Data under study –
--------------------

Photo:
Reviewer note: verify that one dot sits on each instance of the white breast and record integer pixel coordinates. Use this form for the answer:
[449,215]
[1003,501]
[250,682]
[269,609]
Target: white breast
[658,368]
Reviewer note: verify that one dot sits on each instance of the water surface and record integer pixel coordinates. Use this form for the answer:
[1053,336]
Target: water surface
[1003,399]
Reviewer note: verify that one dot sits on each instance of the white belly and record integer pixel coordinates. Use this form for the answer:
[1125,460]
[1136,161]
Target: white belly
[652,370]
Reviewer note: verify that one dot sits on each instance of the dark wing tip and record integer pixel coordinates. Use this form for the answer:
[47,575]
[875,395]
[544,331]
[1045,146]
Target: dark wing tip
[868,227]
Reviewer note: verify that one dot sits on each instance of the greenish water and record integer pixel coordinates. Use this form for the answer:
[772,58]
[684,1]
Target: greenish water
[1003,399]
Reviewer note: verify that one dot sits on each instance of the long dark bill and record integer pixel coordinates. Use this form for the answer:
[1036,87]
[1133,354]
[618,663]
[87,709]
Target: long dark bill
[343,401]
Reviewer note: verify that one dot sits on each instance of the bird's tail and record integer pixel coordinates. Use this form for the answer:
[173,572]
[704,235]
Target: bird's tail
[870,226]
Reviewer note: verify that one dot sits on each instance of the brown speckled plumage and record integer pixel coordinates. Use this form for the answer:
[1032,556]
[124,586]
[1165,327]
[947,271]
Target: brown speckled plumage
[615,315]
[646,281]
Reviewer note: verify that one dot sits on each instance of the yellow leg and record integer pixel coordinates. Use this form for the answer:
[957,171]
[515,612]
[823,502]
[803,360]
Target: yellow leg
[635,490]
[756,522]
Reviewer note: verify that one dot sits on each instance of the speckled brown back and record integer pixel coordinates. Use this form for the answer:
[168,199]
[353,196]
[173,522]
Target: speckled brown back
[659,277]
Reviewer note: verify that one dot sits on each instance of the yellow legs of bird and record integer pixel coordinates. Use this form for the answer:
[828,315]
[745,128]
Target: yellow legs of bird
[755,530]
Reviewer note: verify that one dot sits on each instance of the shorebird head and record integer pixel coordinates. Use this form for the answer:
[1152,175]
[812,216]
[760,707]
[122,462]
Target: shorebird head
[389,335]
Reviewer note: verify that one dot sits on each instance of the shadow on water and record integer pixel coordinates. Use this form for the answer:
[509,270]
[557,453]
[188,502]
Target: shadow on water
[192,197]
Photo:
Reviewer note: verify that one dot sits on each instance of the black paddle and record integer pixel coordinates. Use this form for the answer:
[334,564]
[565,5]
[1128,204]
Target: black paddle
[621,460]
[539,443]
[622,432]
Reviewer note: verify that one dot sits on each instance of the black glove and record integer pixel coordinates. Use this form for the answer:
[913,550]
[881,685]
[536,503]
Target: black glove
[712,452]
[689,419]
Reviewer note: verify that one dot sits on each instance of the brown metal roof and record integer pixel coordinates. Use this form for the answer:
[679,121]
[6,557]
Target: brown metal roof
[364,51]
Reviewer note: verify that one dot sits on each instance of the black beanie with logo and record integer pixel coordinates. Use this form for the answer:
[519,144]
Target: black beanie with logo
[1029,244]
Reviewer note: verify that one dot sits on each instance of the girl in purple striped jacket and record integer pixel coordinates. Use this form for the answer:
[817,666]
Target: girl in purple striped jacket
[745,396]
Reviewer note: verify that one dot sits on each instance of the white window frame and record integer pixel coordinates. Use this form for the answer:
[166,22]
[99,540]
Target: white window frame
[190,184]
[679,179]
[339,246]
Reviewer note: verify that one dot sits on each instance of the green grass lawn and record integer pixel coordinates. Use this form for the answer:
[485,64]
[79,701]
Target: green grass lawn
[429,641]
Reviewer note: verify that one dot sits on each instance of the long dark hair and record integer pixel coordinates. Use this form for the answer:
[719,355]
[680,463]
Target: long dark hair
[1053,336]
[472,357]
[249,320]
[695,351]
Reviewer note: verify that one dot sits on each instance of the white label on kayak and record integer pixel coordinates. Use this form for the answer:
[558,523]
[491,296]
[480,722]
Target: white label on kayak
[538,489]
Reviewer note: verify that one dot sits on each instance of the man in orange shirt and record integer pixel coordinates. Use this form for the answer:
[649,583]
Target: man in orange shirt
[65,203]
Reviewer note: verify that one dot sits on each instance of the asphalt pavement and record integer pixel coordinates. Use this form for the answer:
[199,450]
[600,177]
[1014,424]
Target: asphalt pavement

--------------------

Counting only lines with the word "asphalt" in them, say how many there are in the entries above, with no other words.

2